ABOUT THIS EXERCISE → Please transcribe the data below exactly. Leave the pictures out.

Point localization data →
++++++++++++++++++++
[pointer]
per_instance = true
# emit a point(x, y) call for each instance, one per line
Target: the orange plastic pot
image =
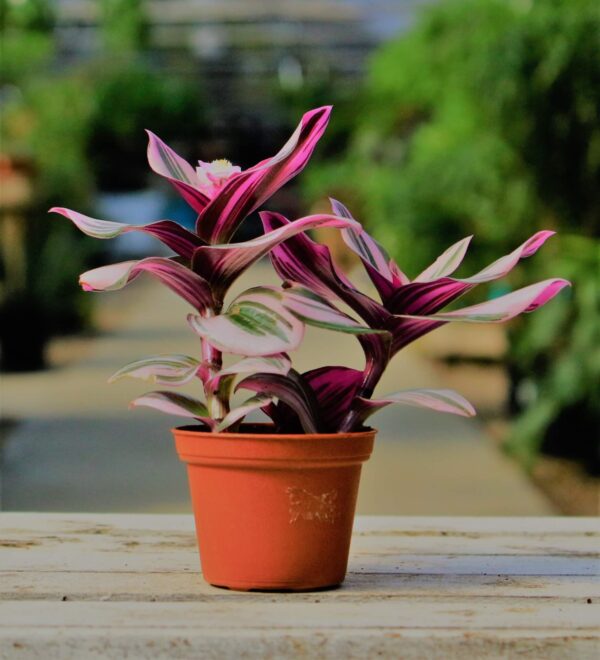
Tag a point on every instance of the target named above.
point(273, 512)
++++++++++++++++++++
RESPONSE →
[pointer]
per_instance = true
# emit a point(x, y) call for each instance, one per line
Target: the orange plastic pot
image =
Tag a point on every instance of the target named above.
point(273, 512)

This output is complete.